_Exercise instructions_
a – In the opinion piece on Mr Greenwich's bill, which tribunal could children under 16 apply to in order to have their sex record changed?
b – Transcribe the opinion piece on Mr Greenwich's bill from "We have laws" up to and including "question as male.".

If Mr Greenwich gets his way, however, terms such as “genderqueer”, “nonbinary” and even “agender” will become sex descriptors, and individuals may freely choose to “identify” into a sex class, their “former sex” becoming part of their “gender history”. We would thus be left with a series of legal fictions where not only would the material category of “sex” become conflated with the social fiction of “gender”, but the answer to the simple question “what is a person’s sex” could potentially become “anything you like”.

Absurd vocabulary contortions aside, the more serious issue that emerges from this so-called Equality Bill concerns the implications of transforming “sex” into a matter of individual choice, a social category that one can identify into (and presumably out of) at will. Yet the very concept of “gender identity” is regressive.

The internationally-used diagnostic tool for so-called “gender dysphoria”, the US Diagnostic and Statistical Manual (5th edition, text revision), bases the idea of “gender identity” on sex role stereotypes that most of us would have assumed got left behind in the 1950s, “Barbie” notwithstanding. But now they are back—with a vengeance. Except that the Barbi-est of Barbies can apparently now also have a penis, and Mr Greenwich and his supporters would like all women to subscribe to the fiction that it is a “female” organ.

Feminists fought long and hard—and are still fighting—to level the unequal playing field that persists in much of public life, from education to the workplace to politics to sport. Yet now men with a “woman” gender identity can take affirmative action places and win awards and sporting titles reserved for women. Not to mention injuring women in team sports. All these things have already happened in Australia.

Far more worrying again is the fact that, if males with a “woman” gender identity are recognised as women, they can be housed in women’s hospital wards, women’s prisons, even women’s refuges. Women have already been sexually assaulted by males transferred
into their prisons or hospital wards. And we know that even if not all men bash and rape women, the overwhelming majority of those who do bash and rape women (and indeed men) are males. Whether or not they wear a dress and makeup.

We have laws against rape and against domestic violence for a reason. We have women’s refuges, women’s prisons, and women’s changerooms and hospital wards for a reason. As long as any man, whatever his personal “identity”, feels he has licence to stalk, harass, and assault women, women are not safe. This is why we continue to need women-only spaces and protections of women’s sex-based rights.

Yet Mr Greenwich’s bill would make it an offence to “out” as male an individual who has claimed a “woman” gender identity. Women could thus not legally require or even request that males not enter women’s protected spaces and could even be prosecuted for correctly identifying the persons in question as male.

However, Mr Greenwich’s bill does not only concern adults. If it is adopted, children under 16 could apply to the NSW Civil and Administrative Tribunal to have to have their sex recordchanged and to undergo any medical treatment of their choosing. They could even request that their parents not be notified of their  application if they feel they would be “adversely affected”. In other words, immature persons, who are not considered old enough to drive, vote, get married or even get a tattoo, would be considered under this law potentially mature enough to make fundamentally life-changing decisions about their bodies and health.

In recent years, we have seen a sudden and astronomically large increase in young people—and particularly girls—presenting with so-called “gender dysphoria”. Many of these young people, if left alone to mature naturally, would turn out to be gay or lesbian. Yet now they are being told that if they do not conform to regressive and restrictive sex-role stereotypes, they are transgender and need to modify their bodies accordingly. In short, they are being encouraged to trans the gay away.

This is the doublespeak we are faced with. Sex is gender. Inequality is equality. Transgender is the new homosexuality. Children are adults (well, adult enough). And women no longer exist as a protected category. Unless they’re men. 

Orwell couldn’t have done it better.

_Provided records_
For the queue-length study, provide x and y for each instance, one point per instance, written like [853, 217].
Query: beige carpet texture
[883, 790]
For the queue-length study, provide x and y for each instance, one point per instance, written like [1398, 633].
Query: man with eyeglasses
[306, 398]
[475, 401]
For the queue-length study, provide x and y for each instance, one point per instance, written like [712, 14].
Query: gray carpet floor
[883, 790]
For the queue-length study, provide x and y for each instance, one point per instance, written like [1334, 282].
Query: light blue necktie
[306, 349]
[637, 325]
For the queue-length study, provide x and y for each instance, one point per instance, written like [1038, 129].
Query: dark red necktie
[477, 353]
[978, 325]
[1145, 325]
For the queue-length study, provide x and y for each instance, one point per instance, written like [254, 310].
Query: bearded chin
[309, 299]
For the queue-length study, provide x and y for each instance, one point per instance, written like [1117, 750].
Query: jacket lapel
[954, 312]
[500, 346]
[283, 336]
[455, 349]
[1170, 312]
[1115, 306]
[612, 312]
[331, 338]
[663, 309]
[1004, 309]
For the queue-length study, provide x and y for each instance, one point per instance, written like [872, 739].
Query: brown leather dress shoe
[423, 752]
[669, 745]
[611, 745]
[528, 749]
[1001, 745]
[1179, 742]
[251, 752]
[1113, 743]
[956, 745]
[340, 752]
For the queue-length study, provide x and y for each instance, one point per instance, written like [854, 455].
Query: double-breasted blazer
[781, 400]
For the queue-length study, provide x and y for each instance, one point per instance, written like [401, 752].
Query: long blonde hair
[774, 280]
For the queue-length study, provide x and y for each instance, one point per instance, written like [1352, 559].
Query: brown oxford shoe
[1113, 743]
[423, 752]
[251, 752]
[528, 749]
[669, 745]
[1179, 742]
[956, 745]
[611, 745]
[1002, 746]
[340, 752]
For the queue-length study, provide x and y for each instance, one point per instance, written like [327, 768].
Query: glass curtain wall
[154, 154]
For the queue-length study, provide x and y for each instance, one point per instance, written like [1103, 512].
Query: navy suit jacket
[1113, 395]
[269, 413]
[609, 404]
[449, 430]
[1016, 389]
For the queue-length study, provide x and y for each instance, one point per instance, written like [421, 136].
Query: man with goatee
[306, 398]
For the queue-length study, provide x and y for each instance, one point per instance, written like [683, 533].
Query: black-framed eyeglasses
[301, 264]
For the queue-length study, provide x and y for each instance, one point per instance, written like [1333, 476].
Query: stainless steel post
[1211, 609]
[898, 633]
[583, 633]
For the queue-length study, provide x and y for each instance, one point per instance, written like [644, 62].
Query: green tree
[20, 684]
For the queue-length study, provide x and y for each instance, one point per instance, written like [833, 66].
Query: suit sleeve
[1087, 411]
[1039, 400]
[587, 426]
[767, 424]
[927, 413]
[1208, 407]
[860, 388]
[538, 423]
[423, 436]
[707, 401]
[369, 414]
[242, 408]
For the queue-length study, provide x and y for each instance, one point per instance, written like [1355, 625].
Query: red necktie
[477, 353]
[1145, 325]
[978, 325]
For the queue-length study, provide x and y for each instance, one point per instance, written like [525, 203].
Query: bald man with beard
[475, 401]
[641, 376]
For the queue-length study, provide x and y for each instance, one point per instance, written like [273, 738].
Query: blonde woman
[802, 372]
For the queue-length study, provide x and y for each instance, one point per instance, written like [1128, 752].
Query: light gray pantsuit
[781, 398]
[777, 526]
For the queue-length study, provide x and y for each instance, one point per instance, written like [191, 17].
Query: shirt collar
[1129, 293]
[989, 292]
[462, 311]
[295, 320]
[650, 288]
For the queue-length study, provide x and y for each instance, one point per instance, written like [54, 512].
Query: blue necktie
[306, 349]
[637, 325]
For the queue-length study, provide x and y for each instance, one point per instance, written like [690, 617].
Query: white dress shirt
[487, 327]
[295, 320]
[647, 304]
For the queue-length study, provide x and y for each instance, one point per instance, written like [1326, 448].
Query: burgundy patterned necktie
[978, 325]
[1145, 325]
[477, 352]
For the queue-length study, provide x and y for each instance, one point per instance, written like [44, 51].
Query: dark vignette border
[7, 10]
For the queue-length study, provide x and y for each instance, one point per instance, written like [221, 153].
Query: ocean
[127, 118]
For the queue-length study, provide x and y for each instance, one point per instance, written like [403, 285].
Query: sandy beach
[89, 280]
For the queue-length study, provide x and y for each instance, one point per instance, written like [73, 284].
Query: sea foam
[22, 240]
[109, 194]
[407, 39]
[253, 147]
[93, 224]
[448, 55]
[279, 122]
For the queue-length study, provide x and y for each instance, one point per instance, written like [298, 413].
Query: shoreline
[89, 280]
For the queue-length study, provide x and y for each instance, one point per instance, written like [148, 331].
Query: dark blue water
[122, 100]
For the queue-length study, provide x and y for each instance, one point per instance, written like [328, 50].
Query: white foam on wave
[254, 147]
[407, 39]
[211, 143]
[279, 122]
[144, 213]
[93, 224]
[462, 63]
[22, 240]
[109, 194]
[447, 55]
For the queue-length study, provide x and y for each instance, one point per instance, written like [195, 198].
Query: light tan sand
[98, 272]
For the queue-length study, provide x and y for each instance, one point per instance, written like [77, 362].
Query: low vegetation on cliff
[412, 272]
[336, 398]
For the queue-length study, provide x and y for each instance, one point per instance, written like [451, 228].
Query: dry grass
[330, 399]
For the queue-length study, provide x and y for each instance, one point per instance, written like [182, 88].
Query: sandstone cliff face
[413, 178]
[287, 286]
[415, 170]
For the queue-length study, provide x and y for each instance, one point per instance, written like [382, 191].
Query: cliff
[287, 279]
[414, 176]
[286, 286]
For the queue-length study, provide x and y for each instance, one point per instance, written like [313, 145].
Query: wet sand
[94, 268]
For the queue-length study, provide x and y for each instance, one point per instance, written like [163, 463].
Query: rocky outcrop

_Responses to the exercise_
a – The NSW Civil and Administrative Tribunal.

b –
We have laws against rape and against domestic violence for a reason. We have women’s refuges, women’s prisons, and women’s changerooms and hospital wards for a reason. As long as any man, whatever his personal “identity”, feels he has licence to stalk, harass, and assault women, women are not safe. This is why we continue to need women-only spaces and protections of women’s sex-based rights.

Yet Mr Greenwich’s bill would make it an offence to “out” as male an individual who has claimed a “woman” gender identity. Women could thus not legally require or even request that males not enter women’s protected spaces and could even be prosecuted for correctly identifying the persons in question as male.